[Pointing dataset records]
>>>>

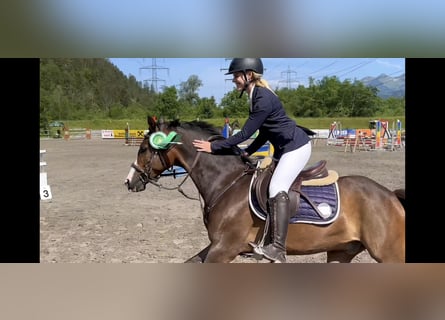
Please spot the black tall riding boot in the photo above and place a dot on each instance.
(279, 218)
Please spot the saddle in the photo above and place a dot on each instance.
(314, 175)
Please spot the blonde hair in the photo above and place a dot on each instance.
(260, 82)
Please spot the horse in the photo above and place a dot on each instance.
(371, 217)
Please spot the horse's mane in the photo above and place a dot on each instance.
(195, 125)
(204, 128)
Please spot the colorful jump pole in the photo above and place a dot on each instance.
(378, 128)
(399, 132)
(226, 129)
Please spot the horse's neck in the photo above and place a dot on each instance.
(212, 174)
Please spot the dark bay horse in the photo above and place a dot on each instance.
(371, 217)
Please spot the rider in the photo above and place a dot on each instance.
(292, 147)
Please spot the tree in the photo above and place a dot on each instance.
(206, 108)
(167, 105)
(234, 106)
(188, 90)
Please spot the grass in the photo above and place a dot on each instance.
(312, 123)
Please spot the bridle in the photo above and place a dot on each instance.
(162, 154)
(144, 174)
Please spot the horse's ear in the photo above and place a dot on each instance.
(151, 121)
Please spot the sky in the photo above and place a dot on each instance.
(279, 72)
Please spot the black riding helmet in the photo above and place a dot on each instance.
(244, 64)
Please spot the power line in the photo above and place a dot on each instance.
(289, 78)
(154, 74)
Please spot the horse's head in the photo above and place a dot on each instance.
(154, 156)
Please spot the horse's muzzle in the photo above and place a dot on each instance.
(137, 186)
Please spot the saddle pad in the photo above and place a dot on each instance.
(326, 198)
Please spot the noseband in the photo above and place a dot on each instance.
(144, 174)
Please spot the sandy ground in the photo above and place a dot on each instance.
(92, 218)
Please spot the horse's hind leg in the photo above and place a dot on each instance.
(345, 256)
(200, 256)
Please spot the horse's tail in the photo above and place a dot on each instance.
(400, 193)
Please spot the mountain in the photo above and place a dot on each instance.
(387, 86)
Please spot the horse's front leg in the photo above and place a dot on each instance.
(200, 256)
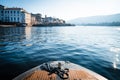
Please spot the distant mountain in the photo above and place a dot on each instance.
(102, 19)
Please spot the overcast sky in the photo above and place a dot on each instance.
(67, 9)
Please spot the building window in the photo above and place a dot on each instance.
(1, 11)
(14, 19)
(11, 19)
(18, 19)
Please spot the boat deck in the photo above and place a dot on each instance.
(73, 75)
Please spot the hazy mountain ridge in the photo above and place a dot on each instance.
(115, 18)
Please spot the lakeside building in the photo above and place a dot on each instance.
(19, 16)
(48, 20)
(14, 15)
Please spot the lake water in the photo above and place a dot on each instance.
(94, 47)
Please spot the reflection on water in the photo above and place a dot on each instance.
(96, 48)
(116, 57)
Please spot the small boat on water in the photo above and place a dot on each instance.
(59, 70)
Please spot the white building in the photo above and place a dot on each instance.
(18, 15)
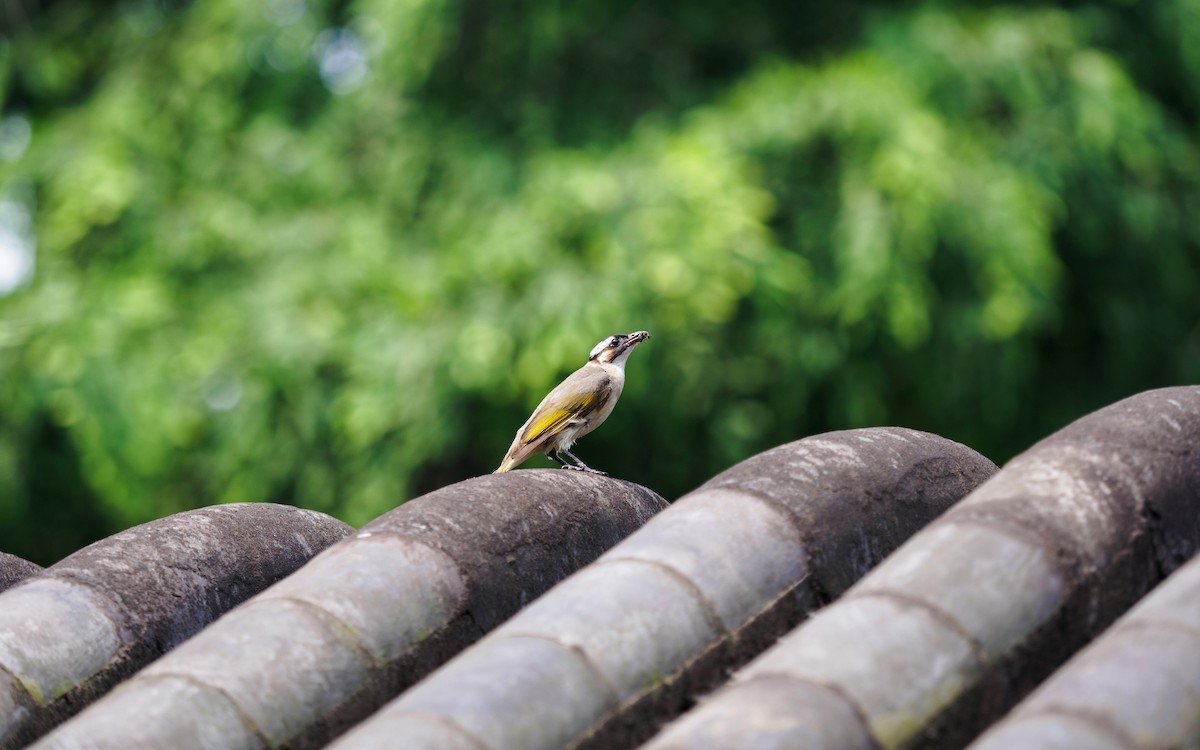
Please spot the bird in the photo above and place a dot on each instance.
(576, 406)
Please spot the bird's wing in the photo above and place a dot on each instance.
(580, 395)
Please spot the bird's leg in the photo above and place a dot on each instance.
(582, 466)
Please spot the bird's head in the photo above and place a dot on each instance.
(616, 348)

<<<<

Written request: Lay out every line of the rows above as a Markdown table with two columns, "No." for the line number and "Line" for the text. Skip blank lines and leave the pictures out.

Correct output:
| No. | Line |
|---|---|
| 1 | Please spot the black tall riding boot in the photo above and place a dot on each instance. |
| 2 | (279, 218) |
| 3 | Please spot the saddle in the photo above and place a dot on each instance. |
| 4 | (314, 175) |
| 5 | Please spot the blonde hair in the photo above and place a dot on each instance. |
| 6 | (260, 82) |
| 7 | Please spot the horse in the photo above and place a dot on each instance. |
| 8 | (371, 217) |
| 9 | Please spot the horse's mane in the photo above and place a dot on each instance. |
| 10 | (195, 125) |
| 11 | (204, 128) |
| 12 | Please spot the colorful jump pole in the photo above and place a dot on each instance. |
| 13 | (378, 128) |
| 14 | (399, 132) |
| 15 | (226, 129) |
| 16 | Please spot the horse's neck in the photo above and place a dot on each instance. |
| 17 | (212, 174) |
| 18 | Please spot the dark bay horse in the photo above and place a dot on each instance. |
| 19 | (371, 217) |
| 20 | Please spot the rider in the photo above and place a dot on each instance. |
| 21 | (292, 147) |
| 22 | Please spot the tree in the photo above and place a dot on each instance. |
| 23 | (206, 108) |
| 24 | (167, 105) |
| 25 | (234, 106) |
| 26 | (188, 90) |
| 27 | Please spot the grass in the photo above and place a dot on each instance. |
| 28 | (312, 123) |
| 29 | Please spot the bridle in the photo above and place a dot on each instance. |
| 30 | (162, 154) |
| 31 | (144, 174) |
| 32 | Please spot the horse's ear in the photo above and place a dot on each instance. |
| 33 | (151, 121) |
| 34 | Please spot the sky in the photo above and place a dot on each instance. |
| 35 | (279, 72) |
| 36 | Please spot the black riding helmet in the photo above and place a dot on each instance. |
| 37 | (244, 64) |
| 38 | Please spot the power line in the photo above and place a dot on each instance. |
| 39 | (289, 78) |
| 40 | (154, 74) |
| 41 | Please spot the horse's head in the photo above and place a dot on each instance. |
| 42 | (154, 156) |
| 43 | Please spot the horse's muzzle in the photo above and place a dot on each instance. |
| 44 | (137, 186) |
| 45 | Please spot the saddle pad in the photo above and place a dot on each instance. |
| 46 | (326, 198) |
| 47 | Please spot the noseband in the photo above and place a dot on each instance. |
| 48 | (144, 174) |
| 49 | Please spot the sandy ground in the photo above and place a dot on each instance. |
| 50 | (92, 218) |
| 51 | Please spot the horse's hind leg in the photo above and place a dot on each instance. |
| 52 | (345, 256) |
| 53 | (200, 256) |
| 54 | Please spot the horse's tail in the photo above and place a dot on each instance. |
| 55 | (400, 193) |
| 56 | Please spot the mountain in the photo above and place a dot on each instance. |
| 57 | (387, 86) |
| 58 | Please spot the horse's front leg in the photo above and place a dot on each instance. |
| 59 | (200, 256) |
| 60 | Please spot the distant mountain in the photo above and place a dot on each instance. |
| 61 | (102, 19) |
| 62 | Please spot the overcast sky in the photo above and place a dot on each instance. |
| 63 | (67, 9) |
| 64 | Please spot the building window in the photo above and place a dot on each instance. |
| 65 | (1, 11) |
| 66 | (14, 19) |
| 67 | (11, 19) |
| 68 | (18, 19) |
| 69 | Please spot the boat deck in the photo above and place a dot on each instance. |
| 70 | (73, 75) |
| 71 | Please spot the hazy mountain ridge in the photo above and place a dot on each instance. |
| 72 | (115, 18) |
| 73 | Please spot the lakeside building in the photo above and place a dot on each instance. |
| 74 | (19, 16) |
| 75 | (48, 20) |
| 76 | (14, 15) |
| 77 | Please spot the lake water in the photo above and place a dot on each instance. |
| 78 | (94, 47) |
| 79 | Please spot the reflection on water in the photo above and place a dot on each instance. |
| 80 | (96, 48) |
| 81 | (116, 57) |
| 82 | Please spot the small boat on water in the photo above and place a dot on each instance. |
| 83 | (59, 70) |
| 84 | Please spot the white building in the photo above and place a dot on each instance. |
| 85 | (18, 15) |
| 86 | Please spot the bird in the photo above and place a dot on each instance. |
| 87 | (576, 406) |
| 88 | Please spot the bird's wing in the photo above and place a dot on each instance. |
| 89 | (580, 395) |
| 90 | Please spot the bird's leg in the photo above and place a dot on each instance. |
| 91 | (582, 466) |
| 92 | Please spot the bird's head in the photo above and place a dot on each instance. |
| 93 | (616, 348) |